PROVIDED PASSAGE =>
■ ■ ■

Hollande visits Japan to meet anti-austerity Abe

French President François Hollande arrives in Japan on Thursday, on a mission to discuss the anti-austerity economic policies of Japanese PM Shinzo Abe, as well as close deals on the aviation industry and nuclear cooperation.

Hollande visits Japan to meet anti-austerity Abe
File photo: Patrick Kovarik/AFP

Just weeks after a visit to regional rival China, French President Francois Hollande arrives in Japan on Thursday, hoping to close deals on nuclear cooperation and in the aviation sector.

He is keen, too, to learn more about "Abenomics", Prime Minister Shinzo Abe's big-spending, loose-money bid to stoke growth in the Japanese economy, to see what lessons could be applied at home

The first state visit by a French president in 17 years takes place against the backdrop of Japanese unease over France's recent moves to build a closer relationship with Beijing.

Hollande is nevertheless expected to find common ground with Abe over economic issues.

His aides have confirmed he is interested in Japan's ambitious growth measures that have seen the country show tentative but promising signs of recovery after years of crisis.

The state visit – which will also see several nuclear agreements signed – is the first by a French leader since sumo-lover Jacques Chirac's trip to Japan in 1996.

Hollande will be accompanied by six ministers, including Foreign Minister Laurent Fabius and Industrial Renewal Minister Arnaud Montebourg, as well as some 40 chief executives such as the head of French nuclear giant Areva.

He will be visiting a country that finally appears to be emerging from two decades of stagnation and decline on the back of the reforms enacted by Abe.

"Abenomics" features big government spending and aggressive central bank easing.

Japan posted 0.9 percent quarter-to-quarter growth in the first three months of 2013, and the International Monetary Fund expects the world's third-largest economy to expand 1.6 percent this year.

■ ■ ■

WHAT TO DO =>
**A)** Copy the records below exactly, from the first line of the records up to and including the line with "[(113, 117), (81, 129)]".
**B)** Continue the article on Hollande's state visit to Japan from where it stops.

■ ■ ■

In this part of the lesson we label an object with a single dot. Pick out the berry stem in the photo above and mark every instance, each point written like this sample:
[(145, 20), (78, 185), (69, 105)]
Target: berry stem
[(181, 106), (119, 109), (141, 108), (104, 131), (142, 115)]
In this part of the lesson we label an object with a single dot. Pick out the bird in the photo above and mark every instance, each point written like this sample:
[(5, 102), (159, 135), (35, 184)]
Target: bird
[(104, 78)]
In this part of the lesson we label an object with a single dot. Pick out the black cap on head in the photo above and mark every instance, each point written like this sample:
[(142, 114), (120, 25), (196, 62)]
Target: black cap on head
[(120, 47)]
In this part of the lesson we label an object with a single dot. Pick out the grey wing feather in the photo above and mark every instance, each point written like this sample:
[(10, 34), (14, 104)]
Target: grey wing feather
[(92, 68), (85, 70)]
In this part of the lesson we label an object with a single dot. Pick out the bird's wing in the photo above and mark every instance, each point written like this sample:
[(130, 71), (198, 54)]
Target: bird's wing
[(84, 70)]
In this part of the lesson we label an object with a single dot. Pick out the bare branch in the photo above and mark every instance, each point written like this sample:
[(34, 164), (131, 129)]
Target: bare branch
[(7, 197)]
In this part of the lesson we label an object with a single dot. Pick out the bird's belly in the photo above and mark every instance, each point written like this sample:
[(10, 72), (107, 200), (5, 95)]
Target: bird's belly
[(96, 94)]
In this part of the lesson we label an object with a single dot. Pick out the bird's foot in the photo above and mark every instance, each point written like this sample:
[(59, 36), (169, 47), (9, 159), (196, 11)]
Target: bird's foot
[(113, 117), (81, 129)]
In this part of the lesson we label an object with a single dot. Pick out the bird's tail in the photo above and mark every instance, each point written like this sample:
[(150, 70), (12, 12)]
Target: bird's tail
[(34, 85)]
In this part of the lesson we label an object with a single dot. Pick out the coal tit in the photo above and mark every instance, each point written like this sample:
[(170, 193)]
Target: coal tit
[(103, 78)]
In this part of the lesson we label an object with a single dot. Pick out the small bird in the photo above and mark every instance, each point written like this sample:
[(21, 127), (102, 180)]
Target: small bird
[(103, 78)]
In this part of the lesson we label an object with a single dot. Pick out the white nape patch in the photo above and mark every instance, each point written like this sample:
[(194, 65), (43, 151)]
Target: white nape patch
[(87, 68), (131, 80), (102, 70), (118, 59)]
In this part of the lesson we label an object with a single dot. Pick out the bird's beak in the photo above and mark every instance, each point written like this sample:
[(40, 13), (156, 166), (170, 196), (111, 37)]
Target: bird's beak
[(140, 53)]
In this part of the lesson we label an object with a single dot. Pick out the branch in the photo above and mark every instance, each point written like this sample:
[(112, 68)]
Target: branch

■ ■ ■

RESULTS FOR EACH TASK =>
**A)**
In this part of the lesson we label an object with a single dot. Pick out the berry stem in the photo above and mark every instance, each point written like this sample:
[(145, 20), (78, 185), (69, 105)]
Target: berry stem
[(181, 106), (119, 109), (141, 108), (104, 131), (142, 115)]
In this part of the lesson we label an object with a single dot. Pick out the bird in the photo above and mark every instance, each point written like this sample:
[(5, 102), (159, 135), (35, 184)]
Target: bird
[(104, 78)]
In this part of the lesson we label an object with a single dot. Pick out the black cap on head in the photo above and mark every instance, each point written like this sample:
[(142, 114), (120, 25), (196, 62)]
Target: black cap on head
[(120, 47)]
In this part of the lesson we label an object with a single dot. Pick out the grey wing feather in the photo above and mark every instance, each point written like this sample:
[(10, 34), (14, 104)]
Target: grey wing feather
[(92, 68), (85, 70)]
In this part of the lesson we label an object with a single dot. Pick out the bird's wing in the photo above and mark every instance, each point written like this sample:
[(130, 71), (198, 54)]
Target: bird's wing
[(84, 70)]
In this part of the lesson we label an object with a single dot. Pick out the bare branch in the photo above and mark every instance, each point written like this sample:
[(34, 164), (131, 129)]
Target: bare branch
[(7, 197)]
In this part of the lesson we label an object with a single dot. Pick out the bird's belly in the photo above and mark every instance, each point written like this sample:
[(10, 72), (107, 200), (5, 95)]
Target: bird's belly
[(96, 94)]
In this part of the lesson we label an object with a single dot. Pick out the bird's foot in the photo above and mark every instance, each point written like this sample:
[(59, 36), (169, 47), (9, 159), (196, 11)]
Target: bird's foot
[(113, 117), (81, 129)]

**B)**
This is in sharp contrast to France, which like many European countries is in the doldrums economically. It slipped into recession in the first quarter of the year and is registering sky-high unemployment.

As a result, "Abenomics" is drawing increasing interest in Europe, where some critics of the austerity model say that Japan's approach could offer the eurozone an alternative route out of the crisis.

"The Abe government has put in place an extremely daring policy that is showing a certain amount of results," said one aide to the president. "So of course, Francois Hollande will question him on this policy."

On the diplomatic front, Japan expressed concern in March over French naval defence firm DCNS's sale of helicopter landing equipment to China.

The deal comes at a time when Beijing and Tokyo are embroiled in a tense stand-off over a chain of islands controlled by Japan but claimed by China.

This equipment could have a direct bearing on the row by making it easier for Chinese helicopters to land on patrol vessels that Beijing regularly sends into the disputed area, around what Japan calls the Senkaku islands and China the Diaoyu islands.

Japan has lobbied France to issue a signal of support for its position that international law supports its claim to the uninhabited but potentially resource-rich islands. But Paris has refused to publicly take any side in the dispute.

The two countries are expected to sign agreements in the nuclear sector, where some analysts see opportunities for cooperation are likely to increase.

The pro-nuclear Abe is expected by some commentators to order the re-start of more of Japan's idled nuclear reactors, despite continued public unease in the aftermath of the Fukushima disaster.

Officials on both sides will sign a partnership agreement between the French government-funded organisation CEA – which does research in the nuclear field – and the NRA, Japan's atomic watchdog.

The visit is also expected to touch on the aviation sector in Japan, where European airplane maker Airbus still has some way to go to catch its US rival Boeing.

Japan's All Nippon Airways (ANA), one of the largest customers for Boeing's troubled Dreamliner, said on Monday it was considering Airbus's A350 as it looks to replace its Boeing 777 fleet.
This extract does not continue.